(Dataset records)

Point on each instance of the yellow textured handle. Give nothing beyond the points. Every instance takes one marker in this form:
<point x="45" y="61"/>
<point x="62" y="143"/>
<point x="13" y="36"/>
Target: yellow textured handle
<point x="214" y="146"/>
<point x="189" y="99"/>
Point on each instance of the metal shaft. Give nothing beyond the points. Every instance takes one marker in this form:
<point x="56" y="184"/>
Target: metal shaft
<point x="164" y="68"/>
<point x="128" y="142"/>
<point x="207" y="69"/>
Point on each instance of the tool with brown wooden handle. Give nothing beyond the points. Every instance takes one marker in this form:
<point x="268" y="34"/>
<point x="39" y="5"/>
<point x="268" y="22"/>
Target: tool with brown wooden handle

(End Dataset records)

Print all of the records, leaving each one exactly as it appears above.

Point on each instance of the yellow textured handle. Give nothing beyond the points. Every instance takes one marker in this form:
<point x="45" y="61"/>
<point x="62" y="143"/>
<point x="13" y="36"/>
Target: yellow textured handle
<point x="214" y="146"/>
<point x="189" y="99"/>
Point on each instance of the metal shaft. Give nothing beyond the points. Every instance takes one marker in this form:
<point x="56" y="184"/>
Target: metal shaft
<point x="164" y="68"/>
<point x="128" y="142"/>
<point x="207" y="69"/>
Point on each instance of the tool with brown wooden handle. Give nothing beyond the points. Every instance takes one marker in this form:
<point x="268" y="34"/>
<point x="39" y="5"/>
<point x="268" y="22"/>
Target: tool with brown wooden handle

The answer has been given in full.